▶ **Point localization data**:
"""

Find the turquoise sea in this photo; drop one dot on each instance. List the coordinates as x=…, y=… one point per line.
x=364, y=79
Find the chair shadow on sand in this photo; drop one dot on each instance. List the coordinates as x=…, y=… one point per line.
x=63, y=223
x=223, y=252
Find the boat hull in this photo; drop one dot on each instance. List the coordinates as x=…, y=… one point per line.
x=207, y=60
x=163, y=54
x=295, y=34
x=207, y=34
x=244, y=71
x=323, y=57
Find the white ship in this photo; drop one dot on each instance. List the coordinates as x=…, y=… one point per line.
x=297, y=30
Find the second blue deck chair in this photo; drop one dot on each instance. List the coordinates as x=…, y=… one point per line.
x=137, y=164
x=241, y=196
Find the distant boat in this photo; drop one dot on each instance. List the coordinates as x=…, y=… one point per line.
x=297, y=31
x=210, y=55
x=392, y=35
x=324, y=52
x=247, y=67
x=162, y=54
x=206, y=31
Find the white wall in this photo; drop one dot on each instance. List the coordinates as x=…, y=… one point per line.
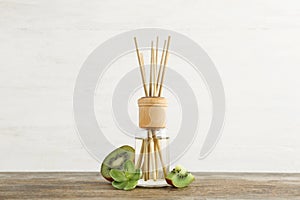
x=254, y=44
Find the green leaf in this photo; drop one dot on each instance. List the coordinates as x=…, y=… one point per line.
x=129, y=166
x=119, y=185
x=129, y=175
x=118, y=175
x=137, y=175
x=130, y=185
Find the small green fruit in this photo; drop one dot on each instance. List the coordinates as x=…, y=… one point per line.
x=179, y=177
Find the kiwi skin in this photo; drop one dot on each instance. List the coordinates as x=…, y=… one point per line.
x=124, y=152
x=179, y=177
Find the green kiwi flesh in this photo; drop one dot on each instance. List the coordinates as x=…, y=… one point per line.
x=179, y=177
x=116, y=159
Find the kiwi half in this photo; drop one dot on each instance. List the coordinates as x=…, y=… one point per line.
x=179, y=177
x=116, y=159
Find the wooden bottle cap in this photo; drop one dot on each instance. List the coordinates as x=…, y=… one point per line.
x=152, y=112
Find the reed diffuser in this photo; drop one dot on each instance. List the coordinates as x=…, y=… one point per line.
x=152, y=151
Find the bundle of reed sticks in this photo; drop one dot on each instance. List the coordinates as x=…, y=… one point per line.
x=150, y=149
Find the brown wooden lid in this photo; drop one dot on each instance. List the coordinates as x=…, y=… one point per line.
x=153, y=101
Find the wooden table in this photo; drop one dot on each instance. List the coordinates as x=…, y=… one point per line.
x=90, y=185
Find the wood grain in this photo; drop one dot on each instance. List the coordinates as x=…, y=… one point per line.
x=90, y=185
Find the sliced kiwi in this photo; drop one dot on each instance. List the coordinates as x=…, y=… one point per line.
x=116, y=159
x=179, y=177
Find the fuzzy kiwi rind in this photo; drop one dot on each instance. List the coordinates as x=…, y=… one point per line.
x=179, y=177
x=116, y=160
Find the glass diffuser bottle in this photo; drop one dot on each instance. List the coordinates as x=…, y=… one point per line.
x=152, y=152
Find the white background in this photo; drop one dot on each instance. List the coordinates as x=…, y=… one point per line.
x=255, y=46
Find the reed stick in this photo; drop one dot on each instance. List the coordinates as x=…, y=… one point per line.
x=164, y=67
x=146, y=160
x=160, y=66
x=141, y=68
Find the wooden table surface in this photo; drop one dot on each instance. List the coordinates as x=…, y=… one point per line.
x=90, y=185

"""

▶ **WORK TO BE COMPLETED**:
Transcribe every entry word for word, but skip the pictures.

▶ **TASK ANSWER**:
Find the turquoise sea in this photo; drop one dot on each instance. List the coordinates as x=…, y=… one point per line.
x=364, y=79
Find the chair shadow on sand in this photo; drop one dot on each instance. List the coordinates as x=…, y=… one point per line.
x=63, y=223
x=223, y=252
Find the boat hull in this photo; drop one dot on each instance. List the coordinates as x=…, y=… one point per line.
x=207, y=60
x=163, y=54
x=295, y=34
x=207, y=34
x=244, y=71
x=323, y=57
Find the white ship in this photo; drop one dot on each instance. List the coordinates as x=…, y=… one point per line.
x=297, y=30
Find the second blue deck chair in this photo; drop one dot on each instance. List the coordinates as x=…, y=… one point per line.
x=137, y=164
x=241, y=196
Find the distant boat in this photo; drop one dot on each instance. List the coordinates as x=…, y=… one point per line.
x=297, y=31
x=210, y=55
x=392, y=35
x=324, y=52
x=247, y=67
x=162, y=54
x=206, y=31
Find the white wall in this photo; drop one dot on each instance. List the coordinates as x=…, y=… one point per line.
x=254, y=44
Find the green leaf in this photo; drop one dot on each instance. List the coordinates as x=…, y=… one point per line.
x=129, y=166
x=119, y=185
x=129, y=175
x=118, y=175
x=137, y=175
x=130, y=185
Find the small green fruit in this photo; drop one dot on each instance. List the coordinates as x=…, y=… one point per line.
x=179, y=177
Find the kiwi skin in this photo; drop one dot on each instance. List the coordinates as x=…, y=… one point per line.
x=124, y=152
x=179, y=177
Find the green kiwi flesh in this photo; drop one dot on each instance. List the coordinates as x=…, y=… one point per line.
x=179, y=177
x=116, y=159
Find the kiwi half in this photo; drop one dot on each instance. List the coordinates as x=…, y=… one point per line.
x=179, y=177
x=116, y=159
Find the wooden bottle cap in this photo; drop one dot on each instance. List the coordinates as x=…, y=… one point per line.
x=152, y=112
Find the reed diffuser in this photo; drop one dot on each instance. List the coordinates as x=…, y=… one point per line.
x=152, y=151
Find the bundle of reed sticks in this photo; drop one dot on each instance. List the coordinates as x=…, y=… one point per line.
x=150, y=149
Find the brown wooden lid in this photo; drop one dot on each instance. List the coordinates as x=…, y=… one point per line.
x=153, y=101
Find the wooden table in this photo; drop one dot on each instance. List the coordinates as x=…, y=… one point per line.
x=90, y=185
Find the wood grain in this photo; drop one dot on each instance. List the coordinates as x=…, y=… one point per line.
x=90, y=185
Find the sliced kiwi in this photo; drop one dot on each instance. List the coordinates as x=…, y=… one point per line.
x=116, y=159
x=179, y=177
Find the fuzzy kiwi rind in this photo; drop one dot on each instance. List the coordinates as x=…, y=… one point per line.
x=179, y=177
x=116, y=160
Find the glass diffuser bottle in this photo; drop one dot on each instance. List the coordinates as x=…, y=… one point per line.
x=152, y=152
Find the white background in this photo; drop one dot on each instance. List the coordinates as x=…, y=… one point per line.
x=255, y=46
Find the reed stick in this photo; drop one dot on each instance. List the coordinates as x=…, y=… one point per line.
x=164, y=67
x=146, y=160
x=160, y=66
x=141, y=68
Find the wooden table surface in this photo; drop one dot on each instance. List the coordinates as x=…, y=… one point per line.
x=90, y=185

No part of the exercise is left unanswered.